SET TASKS:
**a.** In the passage on Jordan's home and road stats, what did the stat keeper Rucker reveal about himself?
**b.** From the passage on Jordan's home and road stats, return the stretch from "An NBA stat" through "the home star.".
**c.** Translate this sentence from the passage on Jordan's home and road stats into Spanish: "In most cases, the benefit of the doubt went to the home team player."

TEXT BLOCK:
··········

This rare accomplishment was uncontested until twenty years after Jordan’s retirement. Now Haberstroh presented a startling disparity between Jordan’s home and road game stats. He averaged 4 steals and 2.1 blocks when he played at the United Center. On the road, he was recording 2.1 steals and 1.2 blocks that season. The difference in both stats is 182%, not a common facet in DPOY winners. His stock was 82% higher at home than it was on the road. But it’s always been a discussion about home and road game stat disparity. Where does the question of fabrication come from?

An NBA stat keeper identified as Rucker revealed that he was one among many scorekeepers who exaggerated the numbers for home teams in the ’90s. Rucker said that every time they reviewed games, some assists or rebounds were debatable. In most cases, the benefit of the doubt went to the home team player. It was customary to give the home crowd some extra incentive to hype their team’s star with a few inflated figures. So Rucker can give examples where, if you reviewed old games, you can prove the figures were padded for the home star.

··········

Object position labeling entries:
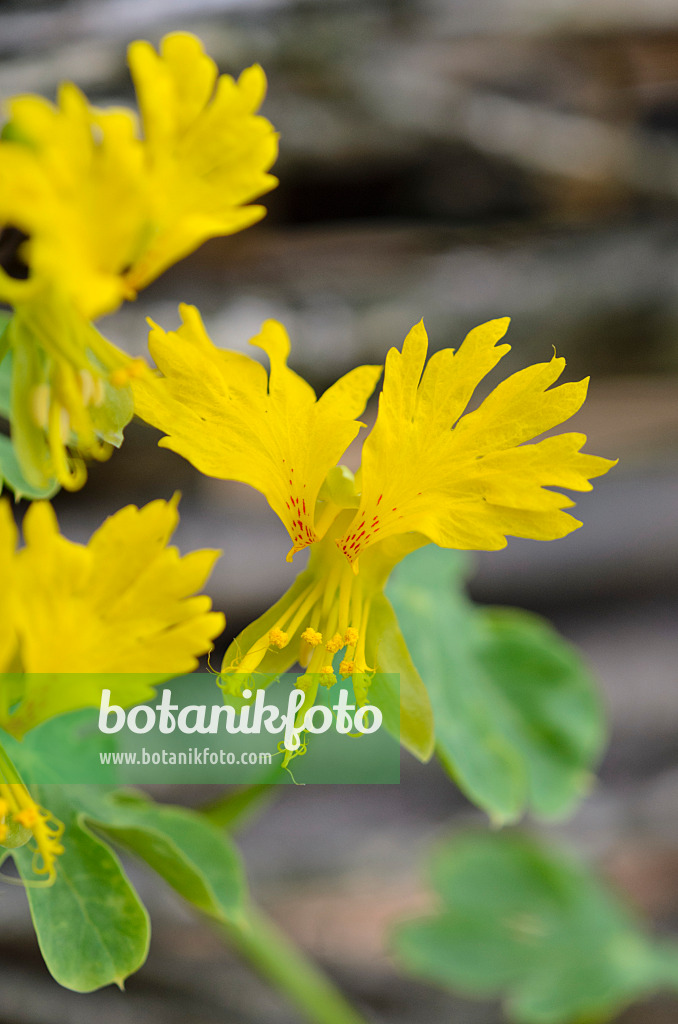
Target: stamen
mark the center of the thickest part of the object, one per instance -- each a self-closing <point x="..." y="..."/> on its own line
<point x="328" y="676"/>
<point x="311" y="636"/>
<point x="279" y="638"/>
<point x="335" y="644"/>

··········

EXERCISE RESULTS:
**a.** He was one among many scorekeepers who exaggerated the numbers for home teams in the '90s.

**b.**
An NBA stat keeper identified as Rucker revealed that he was one among many scorekeepers who exaggerated the numbers for home teams in the ’90s. Rucker said that every time they reviewed games, some assists or rebounds were debatable. In most cases, the benefit of the doubt went to the home team player. It was customary to give the home crowd some extra incentive to hype their team’s star with a few inflated figures. So Rucker can give examples where, if you reviewed old games, you can prove the figures were padded for the home star.

**c.** En la mayoría de los casos, el beneficio de la duda se lo llevaba el jugador del equipo local.